WHAT YOU WILL DO -
Reproduce the records from the line containing "butterfly hindwing, put" through the end, inclusive, substituting "Labeling rule" for every "Annotation guideline" and leaving everything else unchanged.

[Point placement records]
"""
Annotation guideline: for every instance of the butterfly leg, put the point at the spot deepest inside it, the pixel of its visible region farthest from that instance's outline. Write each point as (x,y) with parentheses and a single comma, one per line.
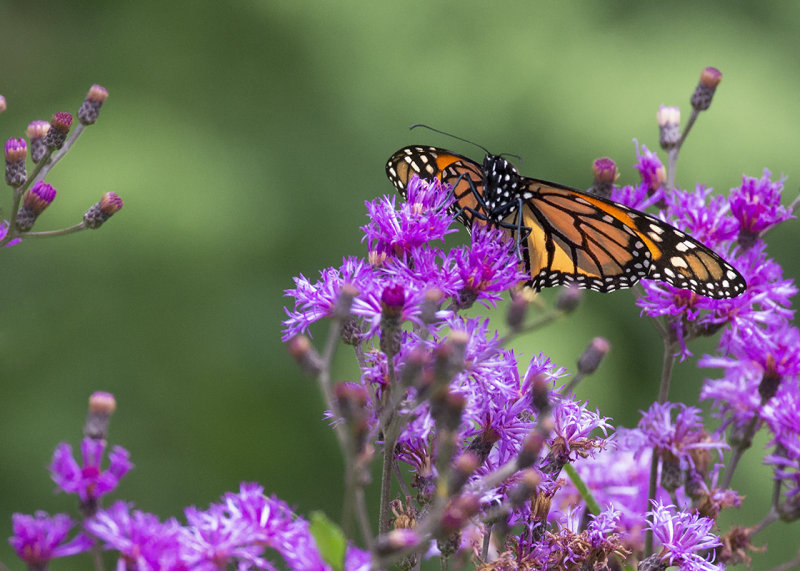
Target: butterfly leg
(474,213)
(518,230)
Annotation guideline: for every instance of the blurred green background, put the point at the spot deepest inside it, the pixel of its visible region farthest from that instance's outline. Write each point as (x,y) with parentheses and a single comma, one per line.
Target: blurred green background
(244,138)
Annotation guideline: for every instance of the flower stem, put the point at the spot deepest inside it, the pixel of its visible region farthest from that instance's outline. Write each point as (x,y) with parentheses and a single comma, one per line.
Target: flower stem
(52,233)
(667,363)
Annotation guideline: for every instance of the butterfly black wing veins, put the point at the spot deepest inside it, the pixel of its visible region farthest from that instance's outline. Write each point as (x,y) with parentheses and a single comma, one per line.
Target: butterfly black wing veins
(564,235)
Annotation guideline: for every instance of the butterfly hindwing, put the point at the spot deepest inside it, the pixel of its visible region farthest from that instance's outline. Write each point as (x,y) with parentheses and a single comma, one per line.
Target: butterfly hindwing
(571,240)
(567,236)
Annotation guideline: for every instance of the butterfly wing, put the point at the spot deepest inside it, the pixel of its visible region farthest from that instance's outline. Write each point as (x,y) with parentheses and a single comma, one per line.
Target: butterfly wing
(572,239)
(602,245)
(567,236)
(462,173)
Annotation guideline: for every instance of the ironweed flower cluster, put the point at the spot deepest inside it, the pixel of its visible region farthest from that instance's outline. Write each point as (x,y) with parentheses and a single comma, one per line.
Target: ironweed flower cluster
(486,458)
(246,529)
(48,142)
(503,466)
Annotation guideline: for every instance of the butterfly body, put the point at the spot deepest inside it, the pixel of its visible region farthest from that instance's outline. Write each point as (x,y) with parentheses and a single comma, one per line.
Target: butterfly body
(566,236)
"""
FINAL ANSWER -
Labeling rule: for every instance of the butterfly hindwing, put the point at the spot deepest inside it, the pixel of its visible region farthest from that instance's outline. Write each point as (x,y) with parentheses and a single comma, one per line.
Target: butterfly hindwing
(571,240)
(567,236)
Labeling rule: for every instance of the butterfly wing, put the point at the spot deepest inside it, the pixel of its visible region farthest from that instance's outline. Write each point as (x,y) with parentheses and a single comma, one per line.
Target: butterfly wing
(572,239)
(602,245)
(567,236)
(462,173)
Labeling rule: for every instance of the ironweed flower cluster, put the point at the spot deepest inside it, the pixel of its visible region farthest from that instance's outline. Write each point as (x,y) with parentheses and a single comma, one per line.
Target: ironweed flower cluster
(486,458)
(246,529)
(48,142)
(503,466)
Labeling rule: for every instance of the butterfly body, put the point at the spot deepest inside it, the pixel of its visible region farthest from that instance's outline. Write each point as (x,y) with parentheses and a single comma, one per line.
Target: butterfly body
(566,236)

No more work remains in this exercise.